* _PASAJE SELECCIONADO_
******
Si miramos a sus lectores japoneses —más numerosos que los de otros escritores, como Oê—, el extrañamiento se arraiga en la fundamental paradoja que plantea el arte de Abe. De un lado, por temas o motivos no resulta japonés: es un “moderno”, como Kafka, o el mismo Oê; y en Japón si eres “moderno” cuesta ser visto como “nativo”. A la vez, de entrañas niponas surge ese modo de desplegar la lengua, su única lengua —nunca leyó otras— de modo elaborado y accesible. Una lengua “única” la suya, porque a la vez se separa de la japonesa: a diferencia de otros escritores japoneses, al referirse a sí mismo va saltando de primera a tercera persona.
Si en cambio nos miramos a nosotros, lectores occidentales, percibimos en espejo el extrañamiento inverso: encontramos temas nuestros, universales, ligados a la alienación exterior y a los modos de evadirla. Nos sentimos cómplices de una situación que conocemos (desintegración del individuo, inanidad de la experiencia), sólo que abordada con tempo y toque que, con razón, consideramos ápices de la estética japonesa.
******
* _TAREAS PROPUESTAS_
(A) Responde con los datos del pasaje sobre Abe:
(i) ¿Qué lenguas distintas de la suya leyó Abe?
(ii) ¿Entre qué personas gramaticales salta Abe al referirse a sí mismo?
(iii) ¿Qué dos rasgos se dan entre paréntesis para describir la situación que conocen los lectores occidentales?
(B) Reproduce sin cambios un tramo del pasaje sobre Abe. Empieza en las palabras "Si en cambio" y termina después de "la estética japonesa.".
Este material no guarda relación con el pasaje sobre Abe.

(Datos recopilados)
******
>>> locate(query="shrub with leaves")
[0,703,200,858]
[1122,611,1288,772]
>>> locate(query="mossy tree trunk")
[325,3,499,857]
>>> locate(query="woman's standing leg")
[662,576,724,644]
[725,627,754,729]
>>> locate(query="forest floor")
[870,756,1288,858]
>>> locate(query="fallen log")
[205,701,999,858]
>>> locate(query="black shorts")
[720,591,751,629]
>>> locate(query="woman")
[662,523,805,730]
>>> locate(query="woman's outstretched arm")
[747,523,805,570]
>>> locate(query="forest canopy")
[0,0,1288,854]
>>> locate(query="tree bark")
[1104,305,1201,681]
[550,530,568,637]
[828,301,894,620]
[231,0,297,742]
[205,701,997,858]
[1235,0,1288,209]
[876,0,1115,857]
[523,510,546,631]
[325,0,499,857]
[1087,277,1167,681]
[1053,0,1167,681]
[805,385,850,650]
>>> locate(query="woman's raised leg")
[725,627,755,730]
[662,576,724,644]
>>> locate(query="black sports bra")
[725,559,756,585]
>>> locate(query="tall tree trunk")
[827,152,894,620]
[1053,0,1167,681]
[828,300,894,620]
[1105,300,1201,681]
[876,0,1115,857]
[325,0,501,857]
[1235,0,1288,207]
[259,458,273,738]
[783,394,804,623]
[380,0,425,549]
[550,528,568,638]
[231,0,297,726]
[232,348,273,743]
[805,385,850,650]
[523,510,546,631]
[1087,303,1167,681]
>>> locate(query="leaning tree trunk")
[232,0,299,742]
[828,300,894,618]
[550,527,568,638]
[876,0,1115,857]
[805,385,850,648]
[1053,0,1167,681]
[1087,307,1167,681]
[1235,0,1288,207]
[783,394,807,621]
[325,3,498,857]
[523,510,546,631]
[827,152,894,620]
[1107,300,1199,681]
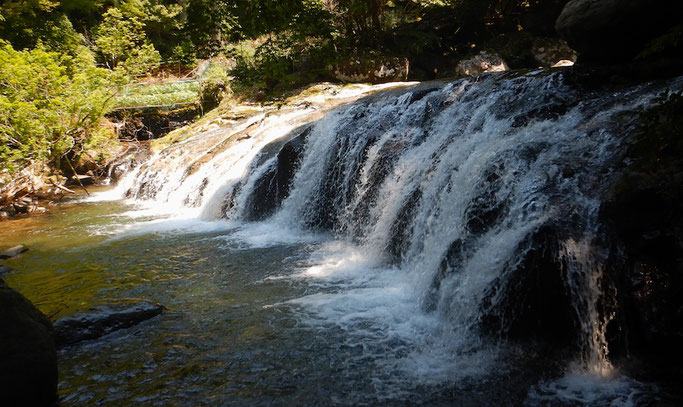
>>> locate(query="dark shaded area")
[0,245,28,260]
[555,0,683,64]
[55,301,165,347]
[246,127,311,221]
[0,279,57,406]
[600,94,683,383]
[482,224,579,347]
[107,104,201,141]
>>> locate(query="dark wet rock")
[455,51,510,76]
[247,127,311,220]
[482,224,578,345]
[555,0,680,64]
[531,38,577,67]
[601,172,683,378]
[0,279,57,406]
[465,168,508,235]
[0,244,28,260]
[562,165,576,178]
[0,264,13,277]
[55,301,164,347]
[12,197,34,214]
[67,174,95,186]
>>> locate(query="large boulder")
[55,301,164,347]
[531,38,577,67]
[555,0,681,64]
[0,279,57,406]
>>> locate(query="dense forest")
[0,0,576,178]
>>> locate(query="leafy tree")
[0,43,121,174]
[95,7,161,75]
[0,0,83,55]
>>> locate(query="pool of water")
[0,193,672,406]
[0,196,456,406]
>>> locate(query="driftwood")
[52,184,76,194]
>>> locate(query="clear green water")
[0,196,448,406]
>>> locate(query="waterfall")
[117,71,680,388]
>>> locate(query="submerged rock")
[0,265,12,276]
[0,279,57,406]
[0,244,28,260]
[55,301,165,347]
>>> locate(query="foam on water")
[104,73,680,404]
[525,370,658,407]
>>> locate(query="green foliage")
[95,7,161,75]
[115,81,201,108]
[200,61,232,110]
[0,43,121,174]
[0,0,84,55]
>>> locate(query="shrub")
[0,42,122,172]
[200,61,232,110]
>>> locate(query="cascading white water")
[115,72,680,402]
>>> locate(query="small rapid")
[75,71,681,405]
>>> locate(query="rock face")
[555,0,680,64]
[601,172,683,377]
[531,38,577,67]
[55,301,164,347]
[331,58,410,83]
[0,280,57,406]
[247,127,311,221]
[0,264,12,277]
[0,245,28,260]
[455,51,510,76]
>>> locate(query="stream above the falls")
[0,71,683,406]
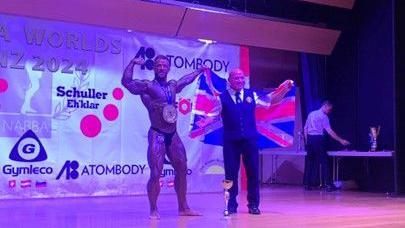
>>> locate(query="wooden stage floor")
[0,185,405,228]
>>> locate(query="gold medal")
[163,104,177,123]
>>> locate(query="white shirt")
[228,86,259,104]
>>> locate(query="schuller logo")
[9,130,48,162]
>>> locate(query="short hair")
[322,100,333,106]
[153,55,172,66]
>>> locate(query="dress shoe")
[228,207,238,215]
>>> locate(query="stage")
[0,185,405,228]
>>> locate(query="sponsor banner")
[0,14,239,198]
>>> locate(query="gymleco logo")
[56,160,146,180]
[1,130,53,177]
[9,130,48,162]
[56,161,79,180]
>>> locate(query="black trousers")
[223,138,260,209]
[304,135,332,186]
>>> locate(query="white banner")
[0,12,239,198]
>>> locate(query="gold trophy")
[222,180,233,216]
[369,126,381,151]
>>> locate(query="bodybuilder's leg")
[147,129,165,219]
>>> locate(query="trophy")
[222,180,233,216]
[368,126,381,151]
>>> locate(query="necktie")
[235,91,242,104]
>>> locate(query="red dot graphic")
[80,115,101,138]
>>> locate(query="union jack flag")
[189,68,295,149]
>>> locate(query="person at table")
[304,101,350,191]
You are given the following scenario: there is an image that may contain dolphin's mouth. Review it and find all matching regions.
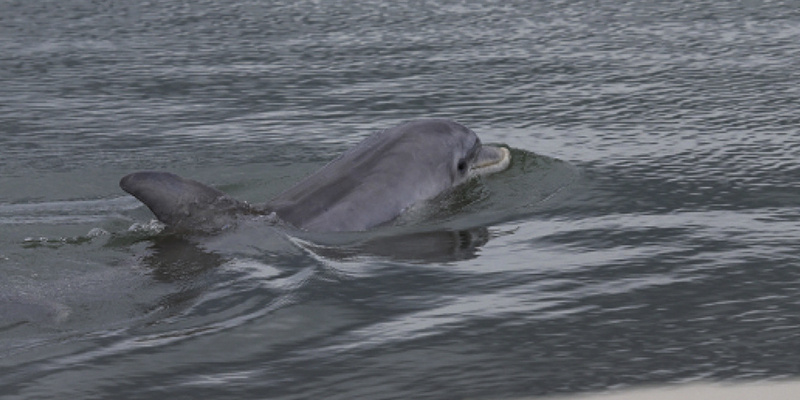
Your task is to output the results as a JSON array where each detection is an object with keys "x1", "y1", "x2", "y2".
[{"x1": 469, "y1": 146, "x2": 511, "y2": 177}]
******
* _TUS RESPUESTAS_
(A)
(i) Ninguna, porque nunca leyó otras lenguas.
(ii) Salta de la primera a la tercera persona.
(iii) La desintegración del individuo y la inanidad de la experiencia.

(B)
Si en cambio nos miramos a nosotros, lectores occidentales, percibimos en espejo el extrañamiento inverso: encontramos temas nuestros, universales, ligados a la alienación exterior y a los modos de evadirla. Nos sentimos cómplices de una situación que conocemos (desintegración del individuo, inanidad de la experiencia), sólo que abordada con tempo y toque que, con razón, consideramos ápices de la estética japonesa.